» **Problem details**
Repeat, word for word, the part of the Thanksgiving hosting passage that begins at "My husband and" and ends after "of mine again.".

:: Text segment ::

My husband and I are hosting Thanksgiving for the second time ever. I have to say we’ve gotten a lot better at cooking stuff up and hosting parties in general. Our first year staying home for the holidays, we made a barbecue meatloaf, mashed potatoes, macaroni, and corn. I didn’t know alcohol wasn’t sold on Thanksgiving in this state so we shared a few drops of Chardonnay and called it a night. Over the years, I’ve enjoyed entertaining guests even when I was terrible at it. I hope I wasn’t so drab as a hostess that they wouldn’t attend another function of mine again.

:::
:: Collected material ::

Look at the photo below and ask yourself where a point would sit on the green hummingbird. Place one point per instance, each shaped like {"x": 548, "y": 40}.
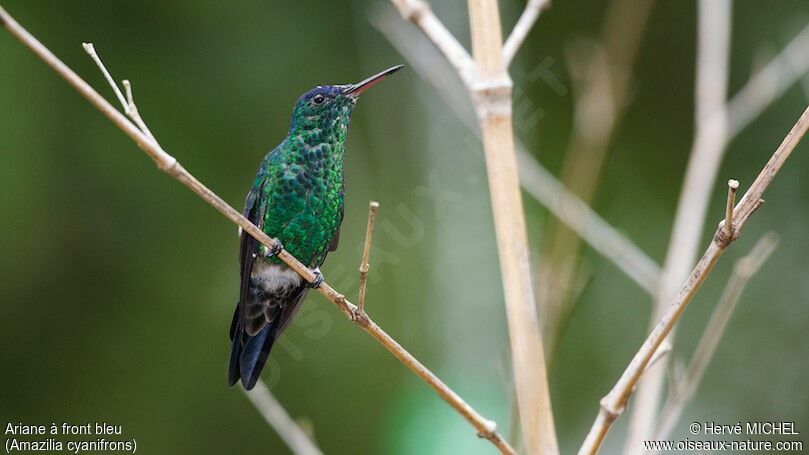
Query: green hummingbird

:::

» **Solution**
My husband and I are hosting Thanksgiving for the second time ever. I have to say we’ve gotten a lot better at cooking stuff up and hosting parties in general. Our first year staying home for the holidays, we made a barbecue meatloaf, mashed potatoes, macaroni, and corn. I didn’t know alcohol wasn’t sold on Thanksgiving in this state so we shared a few drops of Chardonnay and called it a night. Over the years, I’ve enjoyed entertaining guests even when I was terrible at it. I hope I wasn’t so drab as a hostess that they wouldn’t attend another function of mine again.